>> START Quoted text
I remember reading Wuthering Heights when I was 17 and I was struck with the power and passion of the story. I reread it in my 30's and thought that Heathcliff and Kathy could have used a good dose of B vitamins.

Still, these are classics are available for young people to discover and explore. There are forums around for discussing Atlas Shrugged.

Did you read John Galt's speech the first time? What was it? About 50 pages? Most people I know didn't read it straight through. It was probably my fourth read that I went through it.


----------



## Jeff (Oct 28, 2008)

gertiekindle said:


> I read them in college and still have every one. I got so into Ayn Rand, that I even subscribed to Nathaniel Brandon's Objectivist Newsletter, and I have an audio cassette of Rand's last lecture/seminar.
> 
> ...Did you read John Galt's speech the first time? What was it? About 50 pages? Most people I know didn't read it straight through. It was probably my fourth read that I went through it.


I subscribed to their newsletter while I was still in the Army but they got a little too far to the right, even for a flag waver like me. I'm sure I must have read John Galt's speech the first time I read the book but I vaguely remember thinking it was a little wordy. 

JH


----------



## Jen (Oct 28, 2008)

I'm SO glad to see this thread!!  I've wanted to read that forever too, and I've wanted to read the Fountainhead again for years.  I'm so happy to see the publishers are going to do it.  I hate to hear that Jeff, but you're probably right.  I'd still really like to re-read it, it's been at least 10 years.


----------



## Jeff (Oct 28, 2008)

Jen,

What I meant to say was that they don’t hold the same importance to me now. Ayn Rand’s books are and always will be worth reading and re-reading. When they’re released in digital format I’m sure I’ll read them again.
>> END Quoted text
>> START Extracted entries
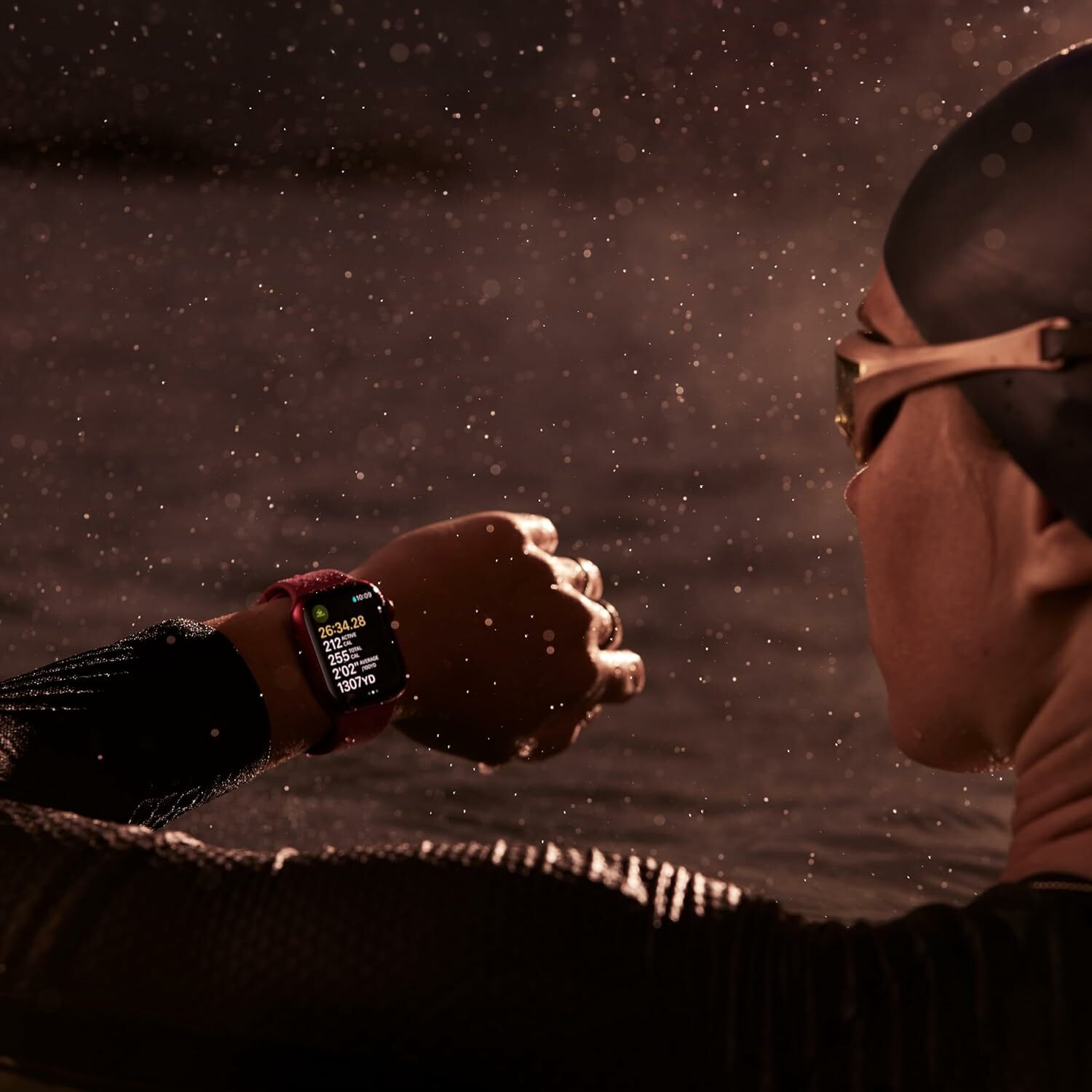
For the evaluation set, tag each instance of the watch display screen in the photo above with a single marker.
>> END Extracted entries
>> START Extracted entries
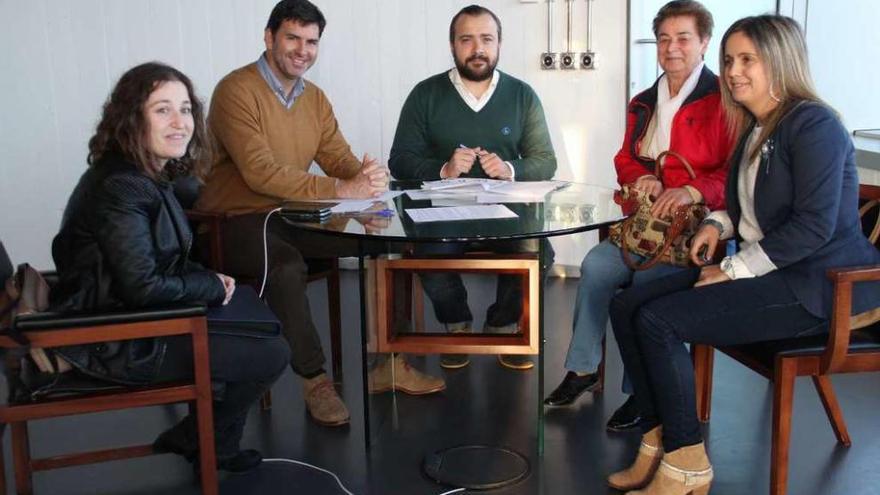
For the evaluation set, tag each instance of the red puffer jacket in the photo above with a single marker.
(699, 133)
>> END Extracted entries
▶ [Jobs]:
A. Render this sentence from the forum thread about Ayn Rand's books into Spanish: "Ayn Rand’s books are and always will be worth reading and re-reading."
B. Write the next part of the forum thread about Ayn Rand's books, picking up after its final post.

▶ [Task-by-task results]:
A. Los libros de Ayn Rand son y siempre serán dignos de leerse y releerse.

B.
Jeff


----------



## Jessrof (Dec 22, 2008)

I was wondering if anyone has seen The Fountainhead in ebook format.  I am currently reading the paperback... but my kindle should be here today... And I dont think I can bear to read a real book when I have that waiting for me   Thanks so much!


----------



## marianneg (Nov 4, 2008)

I don't think it's available, at least not legally.  A lot of people are disappointed that only one of her books is available for the Kindle.


----------



## Leslie (Apr 7, 2008)

People have written to the Ayn Rand Institute and have been told that they are working to make all of Ayn Rand's books available in ebook format. 

L


----------



## Wells83 (Nov 19, 2008)

marianner said:


> I don't think it's available, at least not legally. A lot of people are disappointed that only one of her books is available for the Kindle.


Yes, _Anthem_ seems to be the only Rand book available. I too would love to have _The Fountainhead _ on my Kindle!


----------



## robin.goodfellow (Nov 17, 2008)

Since I've got a bunch to do today, I went out and nosed around for free (but legal) Ayn Rand, and didn't find any either.

Am I the only person who thinks it's ironic that only one of her works is available, and it's for sale?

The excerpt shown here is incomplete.